→ **Entries provided**
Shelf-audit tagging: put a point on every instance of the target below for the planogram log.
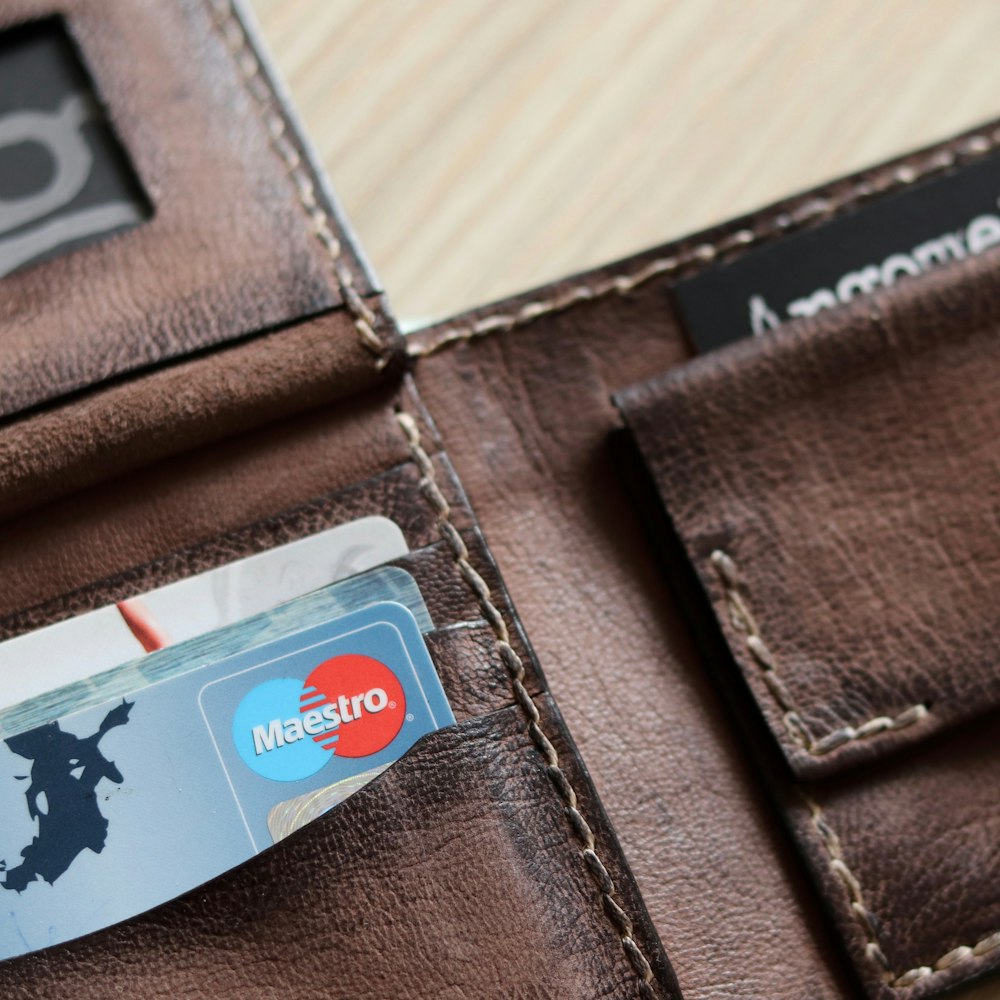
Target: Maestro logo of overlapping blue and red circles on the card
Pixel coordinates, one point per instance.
(350, 705)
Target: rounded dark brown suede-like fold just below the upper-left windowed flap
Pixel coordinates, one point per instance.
(192, 402)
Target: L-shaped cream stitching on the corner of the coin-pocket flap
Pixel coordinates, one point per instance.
(743, 621)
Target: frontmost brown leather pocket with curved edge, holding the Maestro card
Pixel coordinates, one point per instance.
(460, 850)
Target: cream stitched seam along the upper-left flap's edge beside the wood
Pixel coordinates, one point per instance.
(233, 33)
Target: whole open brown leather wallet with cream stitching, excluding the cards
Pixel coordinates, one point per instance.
(759, 582)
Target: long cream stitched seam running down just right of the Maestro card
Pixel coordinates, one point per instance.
(619, 919)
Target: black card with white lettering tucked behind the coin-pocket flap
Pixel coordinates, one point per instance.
(892, 238)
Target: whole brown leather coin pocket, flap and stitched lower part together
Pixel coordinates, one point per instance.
(836, 488)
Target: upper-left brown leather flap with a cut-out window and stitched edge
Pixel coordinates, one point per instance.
(242, 237)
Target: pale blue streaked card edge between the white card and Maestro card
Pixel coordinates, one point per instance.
(387, 583)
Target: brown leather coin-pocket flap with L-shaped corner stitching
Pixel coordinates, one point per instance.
(836, 486)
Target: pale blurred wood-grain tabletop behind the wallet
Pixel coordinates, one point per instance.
(481, 147)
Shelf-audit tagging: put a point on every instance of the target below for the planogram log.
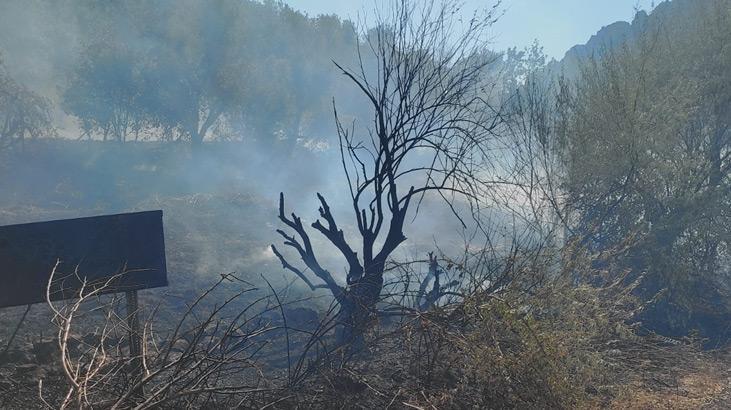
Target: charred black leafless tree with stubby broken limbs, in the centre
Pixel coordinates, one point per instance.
(422, 70)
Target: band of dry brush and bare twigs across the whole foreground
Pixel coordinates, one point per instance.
(556, 346)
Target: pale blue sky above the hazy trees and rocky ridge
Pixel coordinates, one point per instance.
(558, 24)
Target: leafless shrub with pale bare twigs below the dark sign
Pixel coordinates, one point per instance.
(208, 358)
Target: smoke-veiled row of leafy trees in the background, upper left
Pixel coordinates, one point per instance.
(203, 70)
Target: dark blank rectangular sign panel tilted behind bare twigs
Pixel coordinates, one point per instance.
(122, 253)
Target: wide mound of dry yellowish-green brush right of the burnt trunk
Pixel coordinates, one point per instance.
(561, 345)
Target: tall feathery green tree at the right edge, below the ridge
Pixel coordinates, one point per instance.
(646, 143)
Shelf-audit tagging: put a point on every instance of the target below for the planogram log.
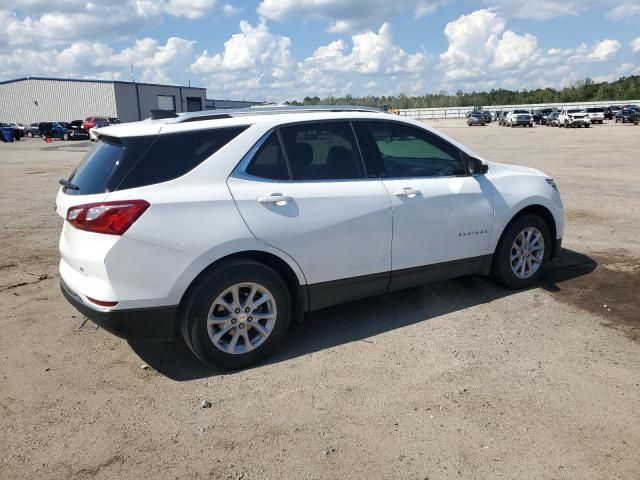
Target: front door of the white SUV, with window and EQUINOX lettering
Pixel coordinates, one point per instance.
(442, 216)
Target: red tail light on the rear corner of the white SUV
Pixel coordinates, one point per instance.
(113, 218)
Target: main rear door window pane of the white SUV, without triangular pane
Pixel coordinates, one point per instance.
(322, 151)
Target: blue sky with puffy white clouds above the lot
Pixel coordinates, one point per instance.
(280, 50)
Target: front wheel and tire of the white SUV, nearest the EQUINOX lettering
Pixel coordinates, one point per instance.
(503, 269)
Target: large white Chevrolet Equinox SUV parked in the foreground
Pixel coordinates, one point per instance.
(222, 227)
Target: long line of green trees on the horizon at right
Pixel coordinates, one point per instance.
(625, 88)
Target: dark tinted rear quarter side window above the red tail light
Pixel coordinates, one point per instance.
(172, 155)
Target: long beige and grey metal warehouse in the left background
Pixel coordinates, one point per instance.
(37, 99)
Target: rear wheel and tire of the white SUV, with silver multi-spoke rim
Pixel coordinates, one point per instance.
(205, 301)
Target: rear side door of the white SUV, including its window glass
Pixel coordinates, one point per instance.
(304, 189)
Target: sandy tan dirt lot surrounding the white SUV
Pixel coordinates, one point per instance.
(459, 379)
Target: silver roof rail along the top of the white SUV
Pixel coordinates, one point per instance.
(269, 110)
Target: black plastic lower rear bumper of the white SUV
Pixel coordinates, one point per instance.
(153, 323)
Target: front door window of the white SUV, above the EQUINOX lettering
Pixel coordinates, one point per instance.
(408, 151)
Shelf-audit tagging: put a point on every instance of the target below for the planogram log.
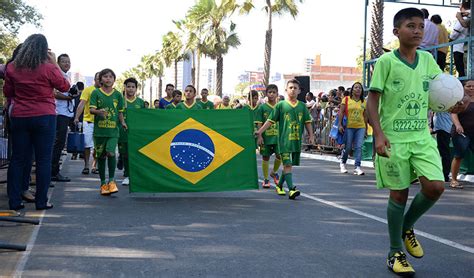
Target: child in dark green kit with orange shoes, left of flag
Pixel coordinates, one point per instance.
(106, 104)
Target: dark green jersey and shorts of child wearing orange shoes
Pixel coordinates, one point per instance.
(106, 130)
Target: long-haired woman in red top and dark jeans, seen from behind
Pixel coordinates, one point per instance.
(29, 83)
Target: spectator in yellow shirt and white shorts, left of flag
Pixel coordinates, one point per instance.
(87, 125)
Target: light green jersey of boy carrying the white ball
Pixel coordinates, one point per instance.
(404, 95)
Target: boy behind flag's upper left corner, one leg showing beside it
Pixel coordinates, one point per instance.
(131, 102)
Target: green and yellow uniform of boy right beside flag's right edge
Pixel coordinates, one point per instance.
(270, 136)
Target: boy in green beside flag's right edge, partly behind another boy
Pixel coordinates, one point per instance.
(270, 138)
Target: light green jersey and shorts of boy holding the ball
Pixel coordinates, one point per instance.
(404, 120)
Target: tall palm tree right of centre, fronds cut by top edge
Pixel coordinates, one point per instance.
(278, 7)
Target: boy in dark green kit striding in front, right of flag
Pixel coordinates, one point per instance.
(292, 116)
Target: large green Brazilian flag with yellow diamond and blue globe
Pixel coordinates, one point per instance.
(191, 150)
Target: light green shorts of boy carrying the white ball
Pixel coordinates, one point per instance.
(407, 162)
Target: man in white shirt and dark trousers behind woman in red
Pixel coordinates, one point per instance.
(64, 113)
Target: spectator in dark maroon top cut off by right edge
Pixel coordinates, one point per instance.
(463, 134)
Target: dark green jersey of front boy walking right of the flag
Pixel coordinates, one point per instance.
(291, 120)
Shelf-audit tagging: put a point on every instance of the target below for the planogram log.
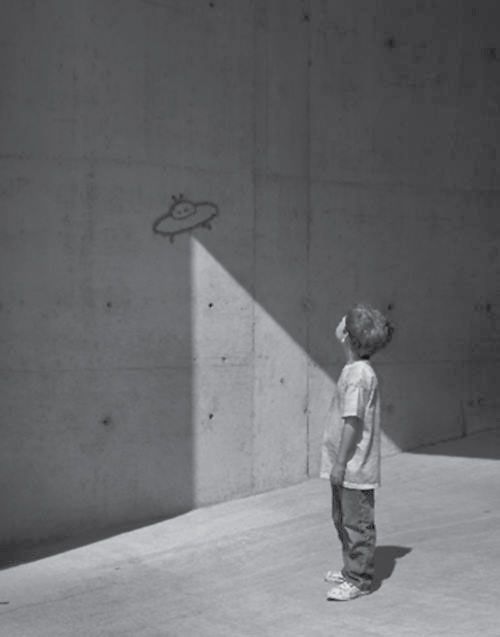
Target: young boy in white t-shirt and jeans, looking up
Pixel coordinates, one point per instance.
(351, 450)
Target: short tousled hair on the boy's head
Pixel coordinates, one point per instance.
(368, 330)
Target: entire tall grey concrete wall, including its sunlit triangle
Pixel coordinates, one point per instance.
(351, 153)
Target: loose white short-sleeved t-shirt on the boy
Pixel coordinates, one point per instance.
(357, 395)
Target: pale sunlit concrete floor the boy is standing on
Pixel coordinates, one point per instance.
(254, 567)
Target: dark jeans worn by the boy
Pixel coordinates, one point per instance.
(353, 513)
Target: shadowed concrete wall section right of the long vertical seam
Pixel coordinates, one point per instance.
(405, 134)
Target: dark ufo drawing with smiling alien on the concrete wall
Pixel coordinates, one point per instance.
(184, 215)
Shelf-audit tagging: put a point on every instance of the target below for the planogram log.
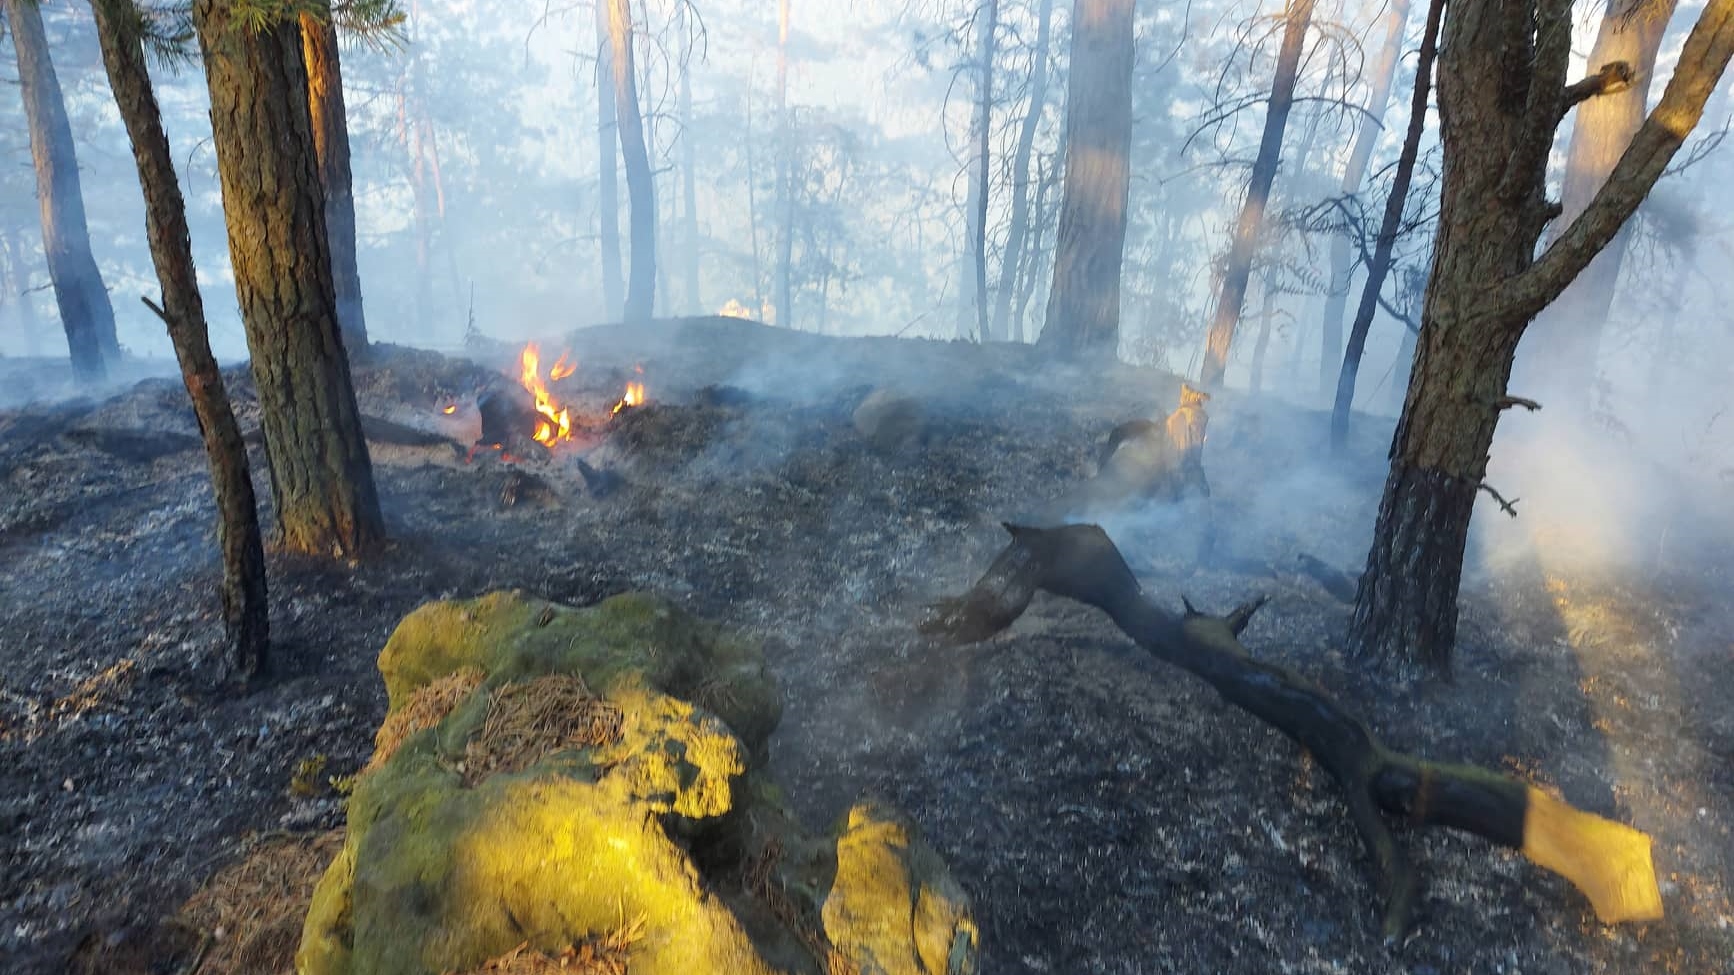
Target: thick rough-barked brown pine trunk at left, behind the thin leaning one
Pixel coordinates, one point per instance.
(322, 478)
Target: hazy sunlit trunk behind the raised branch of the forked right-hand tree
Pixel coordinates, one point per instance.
(1565, 341)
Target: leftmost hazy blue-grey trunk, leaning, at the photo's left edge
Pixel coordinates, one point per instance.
(84, 303)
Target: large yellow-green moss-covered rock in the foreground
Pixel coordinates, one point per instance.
(455, 856)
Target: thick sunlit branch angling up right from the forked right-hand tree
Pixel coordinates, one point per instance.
(1702, 63)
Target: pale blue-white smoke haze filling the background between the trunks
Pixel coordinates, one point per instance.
(478, 197)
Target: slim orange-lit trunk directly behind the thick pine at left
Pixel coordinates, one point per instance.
(325, 101)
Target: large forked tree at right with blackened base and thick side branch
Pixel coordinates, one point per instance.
(1503, 93)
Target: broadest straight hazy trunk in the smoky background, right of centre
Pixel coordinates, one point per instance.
(1085, 303)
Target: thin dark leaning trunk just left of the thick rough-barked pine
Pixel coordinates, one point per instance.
(244, 556)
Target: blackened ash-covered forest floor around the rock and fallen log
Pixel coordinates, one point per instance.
(1105, 813)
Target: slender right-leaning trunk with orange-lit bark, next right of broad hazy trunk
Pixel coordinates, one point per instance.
(1239, 270)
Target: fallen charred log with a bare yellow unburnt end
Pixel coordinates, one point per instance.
(1608, 861)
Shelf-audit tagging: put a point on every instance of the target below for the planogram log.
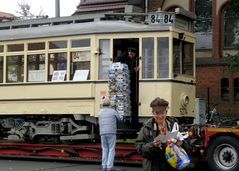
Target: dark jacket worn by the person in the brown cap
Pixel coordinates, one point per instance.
(153, 157)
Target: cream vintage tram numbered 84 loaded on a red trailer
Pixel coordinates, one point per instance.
(54, 72)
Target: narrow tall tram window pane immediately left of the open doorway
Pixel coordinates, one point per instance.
(104, 59)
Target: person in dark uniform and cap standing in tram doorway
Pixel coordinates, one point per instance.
(130, 58)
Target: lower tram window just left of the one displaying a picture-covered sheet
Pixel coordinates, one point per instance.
(36, 68)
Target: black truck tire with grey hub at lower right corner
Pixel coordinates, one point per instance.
(223, 154)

→ **What the task asks**
Read through the material above, and whenever a line contains "corner", copy it.

→ **Answer space**
Target: L-shaped cream stitching on the corner of the coin-pocket flap
Target: brown leather coin-pocket flap with L-shaped corner stitching
Target: red tail light on the rear corner of the white SUV
Target: boy behind flag's upper left corner, one leg showing beside it
Target: black truck tire with grey hub at lower right corner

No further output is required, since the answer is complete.